▸ Aim of the task: Output the entries underneath exactly as they are.

(Saved data entries)

((

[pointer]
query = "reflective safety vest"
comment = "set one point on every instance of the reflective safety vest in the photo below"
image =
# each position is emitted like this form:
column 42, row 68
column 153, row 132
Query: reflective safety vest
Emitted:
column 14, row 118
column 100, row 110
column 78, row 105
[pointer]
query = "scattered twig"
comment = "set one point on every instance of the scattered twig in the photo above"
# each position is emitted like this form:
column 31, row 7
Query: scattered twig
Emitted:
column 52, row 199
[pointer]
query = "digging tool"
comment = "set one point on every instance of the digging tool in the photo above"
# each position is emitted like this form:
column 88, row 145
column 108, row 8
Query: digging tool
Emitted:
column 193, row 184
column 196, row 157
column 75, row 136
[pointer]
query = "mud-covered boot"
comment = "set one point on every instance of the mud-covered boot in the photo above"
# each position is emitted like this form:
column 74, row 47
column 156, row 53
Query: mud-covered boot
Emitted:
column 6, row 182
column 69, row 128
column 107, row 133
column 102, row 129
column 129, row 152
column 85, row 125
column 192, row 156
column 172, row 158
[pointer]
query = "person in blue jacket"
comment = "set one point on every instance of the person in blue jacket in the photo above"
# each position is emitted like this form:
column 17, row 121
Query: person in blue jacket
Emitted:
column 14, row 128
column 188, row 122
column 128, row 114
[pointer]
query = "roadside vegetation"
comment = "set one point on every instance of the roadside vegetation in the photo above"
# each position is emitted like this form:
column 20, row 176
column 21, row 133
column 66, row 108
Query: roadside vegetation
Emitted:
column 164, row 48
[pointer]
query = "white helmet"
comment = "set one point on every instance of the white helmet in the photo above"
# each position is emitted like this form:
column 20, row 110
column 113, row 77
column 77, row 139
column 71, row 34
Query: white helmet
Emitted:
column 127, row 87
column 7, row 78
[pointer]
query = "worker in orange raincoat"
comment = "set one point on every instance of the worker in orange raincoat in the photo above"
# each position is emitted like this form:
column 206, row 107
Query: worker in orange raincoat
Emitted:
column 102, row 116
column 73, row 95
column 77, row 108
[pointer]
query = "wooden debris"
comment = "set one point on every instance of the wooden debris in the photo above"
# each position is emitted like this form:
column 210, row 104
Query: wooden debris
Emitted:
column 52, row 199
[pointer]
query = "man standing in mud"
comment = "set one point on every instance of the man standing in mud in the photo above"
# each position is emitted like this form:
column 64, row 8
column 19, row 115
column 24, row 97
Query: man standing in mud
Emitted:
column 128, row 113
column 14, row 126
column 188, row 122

))

▸ Response:
[pointer]
query = "reflective safety vest"
comment = "set one point on every instance of the reflective safety vest in the photo below"
image =
# each position is emitted like this form:
column 42, row 68
column 153, row 132
Query: reflective safety vest
Emitted:
column 14, row 118
column 100, row 110
column 78, row 105
[pointer]
query = "scattered twig"
comment = "set one point on every instance of the scattered twig in the photo above"
# each position is emitted like this form:
column 31, row 7
Query: scattered twig
Emitted:
column 52, row 199
[pointer]
query = "digging tool"
comment = "set one point on every instance of the digging tool in the photo above"
# each position is emitted like this form:
column 88, row 145
column 108, row 8
Query: digging tool
Emitted:
column 193, row 184
column 196, row 157
column 75, row 136
[pointer]
query = "mud-covered boot"
comment = "set one point on every instance of the mud-covered boot in the photo above"
# each position is emitted like this form:
column 74, row 47
column 156, row 53
Query: mud-covered boot
Emitted:
column 6, row 182
column 69, row 128
column 107, row 133
column 102, row 129
column 129, row 152
column 85, row 125
column 192, row 156
column 172, row 158
[pointer]
query = "person in blue jacket"
comment = "set one point on every instance of the person in blue jacket in the photo above"
# each position is emitted like this form:
column 17, row 121
Query: person in blue jacket
Emitted:
column 14, row 128
column 188, row 122
column 128, row 114
[pointer]
query = "roadside vegetation"
comment = "set one point on every instance of the roadside vegetation in the photo above"
# each position is emitted like this form:
column 20, row 176
column 21, row 133
column 66, row 108
Query: roadside vegetation
Emitted:
column 164, row 48
[pointer]
query = "white helmet"
comment = "set one point on every instance of the white helmet in the photo above"
# each position is emitted like this form:
column 20, row 110
column 113, row 77
column 77, row 139
column 71, row 34
Query: white helmet
Emitted:
column 127, row 87
column 7, row 78
[pointer]
query = "worker in orange raincoat"
comment = "set one point on every instance of the worker in orange raincoat in the photo above"
# each position is emitted like this form:
column 206, row 107
Query: worker in orange raincoat
Emitted:
column 102, row 116
column 73, row 95
column 77, row 108
[pointer]
query = "wooden debris"
comment = "set one point on every instance of the wooden debris in the photo above"
# each position is emitted like this form:
column 210, row 104
Query: wooden debris
Emitted:
column 52, row 199
[pointer]
query = "man standing in mud"
comment = "set one point on every instance of the man standing in mud in the photo above"
# each position is emitted like this form:
column 64, row 8
column 19, row 115
column 24, row 97
Query: man standing in mud
Emitted:
column 128, row 113
column 14, row 126
column 188, row 122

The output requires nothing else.